» TASK PROMPT: Rewrite the stretch of the prostate cancer excerpt from "We genotyped men" through "(213 aggressive cases).", swapping "genotyped" for "screened".

» EXCERPT:
..........
To study the effects of oxidative stress on prostate cancer development as the exact biological mechanisms behind the relationship remain uncertain. We previously reported a statistically significant interaction between circulating selenium levels, variants in the superoxide dismutase 2 gene (SOD2; rs4880), and risk of developing prostate cancer and presenting with aggressive prostate cancer.

PATIENTS AND METHODS

We genotyped men with localized/regional prostate cancer for 26 loci across eight genes that are central to cellular antioxidant defence: glutathione peroxidase (GPX1, GPX4), peroxisome proliferator‐activated receptor γ coactivator (PPARGC1A, PPARGC1B), SOD1, SOD2, and SOD3, and ‘X‐ray repair complementing defective repair in Chinese hamster cell 1’ (XRCC1). Among 489 men, we examined the relationships between genotypes, circulating selenium levels, and risk of presenting with aggressive prostate cancer at diagnosis, as defined by stage, grade and prostate‐specific antigen (PSA) level (213 aggressive cases).
..........
» DATA PROVIDED:
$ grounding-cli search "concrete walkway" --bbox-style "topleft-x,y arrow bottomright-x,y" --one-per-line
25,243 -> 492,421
..........
» ANSWER TO THE PROBLEM:
We screened men with localized/regional prostate cancer for 26 loci across eight genes that are central to cellular antioxidant defence: glutathione peroxidase (GPX1, GPX4), peroxisome proliferator‐activated receptor γ coactivator (PPARGC1A, PPARGC1B), SOD1, SOD2, and SOD3, and ‘X‐ray repair complementing defective repair in Chinese hamster cell 1’ (XRCC1). Among 489 men, we examined the relationships between genotypes, circulating selenium levels, and risk of presenting with aggressive prostate cancer at diagnosis, as defined by stage, grade and prostate‐specific antigen (PSA) level (213 aggressive cases).